EXERCISE
Your response should consist of every entry, unchanged.
__________
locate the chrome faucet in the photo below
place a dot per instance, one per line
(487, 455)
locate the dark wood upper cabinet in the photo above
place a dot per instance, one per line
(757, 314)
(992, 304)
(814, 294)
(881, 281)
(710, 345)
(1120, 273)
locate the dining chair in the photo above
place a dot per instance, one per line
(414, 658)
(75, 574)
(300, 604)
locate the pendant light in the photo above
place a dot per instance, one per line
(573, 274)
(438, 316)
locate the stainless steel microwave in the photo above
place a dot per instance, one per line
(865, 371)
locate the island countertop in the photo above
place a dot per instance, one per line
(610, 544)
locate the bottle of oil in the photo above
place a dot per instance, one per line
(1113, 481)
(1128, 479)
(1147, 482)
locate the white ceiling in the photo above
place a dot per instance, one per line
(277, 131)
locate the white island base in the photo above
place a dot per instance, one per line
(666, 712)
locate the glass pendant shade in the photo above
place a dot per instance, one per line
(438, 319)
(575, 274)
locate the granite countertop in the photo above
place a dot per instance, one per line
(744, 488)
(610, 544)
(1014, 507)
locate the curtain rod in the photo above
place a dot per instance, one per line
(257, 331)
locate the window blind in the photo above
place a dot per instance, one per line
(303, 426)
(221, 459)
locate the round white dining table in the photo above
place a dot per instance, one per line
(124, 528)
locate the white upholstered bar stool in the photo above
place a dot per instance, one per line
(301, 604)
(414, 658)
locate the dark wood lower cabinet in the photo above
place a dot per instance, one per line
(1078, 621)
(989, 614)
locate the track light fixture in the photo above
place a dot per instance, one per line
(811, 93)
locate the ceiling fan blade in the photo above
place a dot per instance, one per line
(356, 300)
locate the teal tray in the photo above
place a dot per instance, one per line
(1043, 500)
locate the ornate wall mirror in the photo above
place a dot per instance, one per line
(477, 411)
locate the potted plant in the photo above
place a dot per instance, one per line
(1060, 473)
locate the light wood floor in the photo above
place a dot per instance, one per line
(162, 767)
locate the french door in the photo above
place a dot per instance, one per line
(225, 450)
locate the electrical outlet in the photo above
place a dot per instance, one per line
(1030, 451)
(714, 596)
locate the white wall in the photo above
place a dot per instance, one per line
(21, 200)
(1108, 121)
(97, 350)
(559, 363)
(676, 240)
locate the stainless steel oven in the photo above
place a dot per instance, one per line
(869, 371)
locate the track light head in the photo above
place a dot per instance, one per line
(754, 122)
__________
REPLY
locate the chrome faucet in the photo below
place a dot per instance, one per line
(487, 455)
locate the dark wood upper cabinet in the photo above
place a dot per instance, one per line
(757, 314)
(992, 304)
(814, 294)
(881, 281)
(710, 345)
(1120, 273)
locate the dining chair in the photo above
place a dot per instance, one per line
(414, 658)
(75, 574)
(300, 604)
locate the pendant light in the photo above
place a dot per instance, one per line
(573, 274)
(438, 316)
locate the stainless steel microwave in the photo above
place a dot per instance, one per line
(865, 371)
locate the island countertop in the photo above
place a dot per instance, one per line
(610, 544)
locate the bottle of oil in the photo above
place a dot per instance, one per line
(1113, 481)
(1128, 479)
(1147, 482)
locate the white ceiling in the photo above
place a dot per instance, one per line
(277, 131)
locate the white island base in the photo above
place a dot per instance, one per line
(666, 712)
locate the glass pendant shade in the photo above
place a dot per instance, one per line
(438, 319)
(575, 274)
locate the granite countertop in the photo above
place a dot per instance, one per line
(744, 488)
(610, 544)
(1014, 507)
locate the curtain rod in the photo above
place a dot per instance, one per line
(257, 331)
locate the window blind in the photo above
place a dot per instance, one per line
(303, 426)
(221, 459)
locate the round white dining table in the photo above
place a dot per instance, one per line
(124, 528)
locate the white upholstered bar stool in the photo above
place a dot per instance, one per line
(301, 604)
(414, 658)
locate the dark wood lower cabinet in the photo above
place a dot per instance, one per line
(1078, 621)
(989, 614)
locate the track light fixture in the photo above
place a dot per instance, one per line
(811, 93)
locate the ceiling fan blade in the photo above
place a dot per instance, one per line
(356, 300)
locate the teal tray in the photo above
place a dot per instance, one per line
(1043, 500)
locate the ornate wall mirror in the photo above
place a dot per instance, one per line
(477, 411)
locate the potted plant in the photo above
place a dot per instance, one per line
(1060, 473)
locate the light wood floor in the photo above
place a dot per instance, one per line
(162, 767)
locate the french door in the photo above
place a dot per instance, one per line
(225, 450)
locate the electrical outlet in the photo above
place a dot per instance, one per line
(1030, 451)
(714, 596)
locate the white wall in the photo above
place a dot per instance, one per line
(21, 200)
(1108, 121)
(97, 350)
(559, 363)
(676, 240)
locate the stainless steel oven in the photo above
place a dot per instance, one per line
(869, 371)
locate the track light head in the photo above
place a dot per instance, one per line
(754, 122)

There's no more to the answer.